* Begin *

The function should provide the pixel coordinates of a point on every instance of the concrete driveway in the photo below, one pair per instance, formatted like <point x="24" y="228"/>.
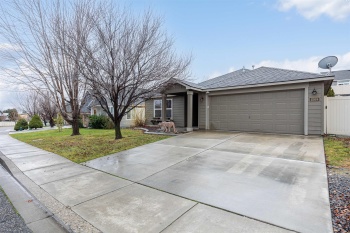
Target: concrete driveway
<point x="243" y="182"/>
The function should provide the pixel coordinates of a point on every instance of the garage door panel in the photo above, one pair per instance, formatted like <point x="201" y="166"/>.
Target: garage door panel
<point x="280" y="112"/>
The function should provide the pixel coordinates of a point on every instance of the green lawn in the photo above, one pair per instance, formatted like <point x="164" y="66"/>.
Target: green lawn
<point x="337" y="151"/>
<point x="91" y="144"/>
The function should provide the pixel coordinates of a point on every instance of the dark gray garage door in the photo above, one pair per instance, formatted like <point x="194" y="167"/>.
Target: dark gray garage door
<point x="275" y="112"/>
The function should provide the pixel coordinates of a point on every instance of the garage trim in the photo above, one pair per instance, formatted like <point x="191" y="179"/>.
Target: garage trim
<point x="304" y="86"/>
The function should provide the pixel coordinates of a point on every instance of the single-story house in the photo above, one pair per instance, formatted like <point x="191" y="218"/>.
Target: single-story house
<point x="341" y="83"/>
<point x="260" y="100"/>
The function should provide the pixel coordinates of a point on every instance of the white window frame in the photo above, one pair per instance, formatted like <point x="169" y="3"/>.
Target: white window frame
<point x="161" y="106"/>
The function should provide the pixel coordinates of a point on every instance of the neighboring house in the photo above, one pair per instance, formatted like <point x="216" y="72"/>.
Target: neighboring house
<point x="4" y="116"/>
<point x="261" y="100"/>
<point x="341" y="83"/>
<point x="127" y="120"/>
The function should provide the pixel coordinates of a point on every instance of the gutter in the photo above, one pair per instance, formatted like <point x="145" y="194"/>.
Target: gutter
<point x="270" y="84"/>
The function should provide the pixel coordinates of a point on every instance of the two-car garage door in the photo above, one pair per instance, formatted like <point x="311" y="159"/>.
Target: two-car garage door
<point x="275" y="112"/>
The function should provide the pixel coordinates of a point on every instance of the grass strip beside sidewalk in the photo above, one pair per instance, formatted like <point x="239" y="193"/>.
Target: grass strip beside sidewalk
<point x="91" y="144"/>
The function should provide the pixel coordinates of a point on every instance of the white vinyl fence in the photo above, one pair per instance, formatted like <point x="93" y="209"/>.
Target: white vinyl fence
<point x="337" y="115"/>
<point x="7" y="123"/>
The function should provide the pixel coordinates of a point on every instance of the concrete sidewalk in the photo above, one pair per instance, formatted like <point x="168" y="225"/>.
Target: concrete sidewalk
<point x="87" y="200"/>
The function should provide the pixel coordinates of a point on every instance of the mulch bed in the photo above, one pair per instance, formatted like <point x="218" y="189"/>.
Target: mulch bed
<point x="339" y="196"/>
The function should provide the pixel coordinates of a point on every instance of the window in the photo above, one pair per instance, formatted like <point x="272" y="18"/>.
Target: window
<point x="158" y="108"/>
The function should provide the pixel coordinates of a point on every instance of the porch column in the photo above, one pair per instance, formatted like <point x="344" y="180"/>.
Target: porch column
<point x="306" y="110"/>
<point x="163" y="107"/>
<point x="207" y="110"/>
<point x="189" y="110"/>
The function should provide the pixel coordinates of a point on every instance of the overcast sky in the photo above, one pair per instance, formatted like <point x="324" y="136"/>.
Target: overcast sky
<point x="225" y="35"/>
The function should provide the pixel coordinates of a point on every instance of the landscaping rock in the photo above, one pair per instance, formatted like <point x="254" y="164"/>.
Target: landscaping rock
<point x="339" y="195"/>
<point x="10" y="221"/>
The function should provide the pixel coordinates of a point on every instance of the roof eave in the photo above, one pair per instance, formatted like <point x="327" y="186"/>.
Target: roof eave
<point x="271" y="84"/>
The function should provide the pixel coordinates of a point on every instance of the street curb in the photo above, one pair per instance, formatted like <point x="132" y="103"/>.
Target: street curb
<point x="41" y="206"/>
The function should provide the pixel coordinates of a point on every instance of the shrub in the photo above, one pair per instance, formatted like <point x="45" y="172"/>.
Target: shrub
<point x="21" y="124"/>
<point x="100" y="122"/>
<point x="35" y="122"/>
<point x="330" y="92"/>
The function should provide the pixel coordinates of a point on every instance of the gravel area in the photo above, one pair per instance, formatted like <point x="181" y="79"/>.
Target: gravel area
<point x="339" y="195"/>
<point x="10" y="221"/>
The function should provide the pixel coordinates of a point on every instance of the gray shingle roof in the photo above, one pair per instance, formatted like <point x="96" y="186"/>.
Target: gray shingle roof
<point x="261" y="75"/>
<point x="191" y="84"/>
<point x="340" y="74"/>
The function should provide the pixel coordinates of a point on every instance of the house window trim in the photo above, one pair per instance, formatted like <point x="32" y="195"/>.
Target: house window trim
<point x="161" y="105"/>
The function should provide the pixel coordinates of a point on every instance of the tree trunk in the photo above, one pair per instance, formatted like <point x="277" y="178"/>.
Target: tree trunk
<point x="118" y="133"/>
<point x="75" y="127"/>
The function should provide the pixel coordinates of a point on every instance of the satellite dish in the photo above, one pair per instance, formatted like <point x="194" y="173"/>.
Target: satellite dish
<point x="328" y="63"/>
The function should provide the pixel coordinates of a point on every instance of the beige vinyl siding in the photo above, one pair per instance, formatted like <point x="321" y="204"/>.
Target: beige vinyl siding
<point x="315" y="119"/>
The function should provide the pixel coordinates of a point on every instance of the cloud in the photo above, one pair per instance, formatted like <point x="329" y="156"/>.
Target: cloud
<point x="312" y="9"/>
<point x="307" y="64"/>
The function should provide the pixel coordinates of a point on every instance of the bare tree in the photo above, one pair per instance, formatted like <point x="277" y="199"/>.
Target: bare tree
<point x="48" y="109"/>
<point x="48" y="37"/>
<point x="131" y="59"/>
<point x="29" y="102"/>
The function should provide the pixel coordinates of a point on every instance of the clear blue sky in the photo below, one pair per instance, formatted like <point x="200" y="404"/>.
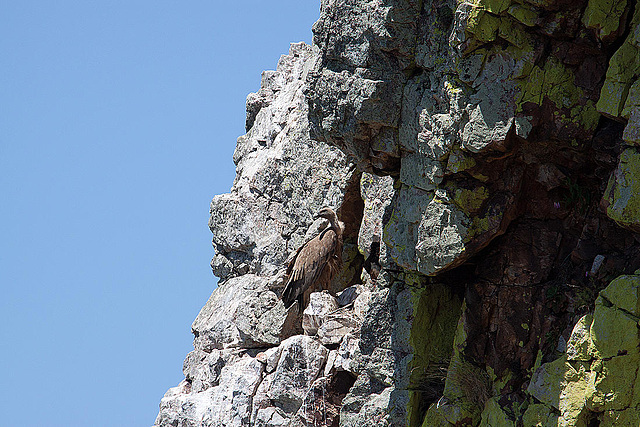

* End *

▶ _Task_: Count the lines of the records above that contain the string "neighboring". Reply with the number alone.

▶ _Response_: 2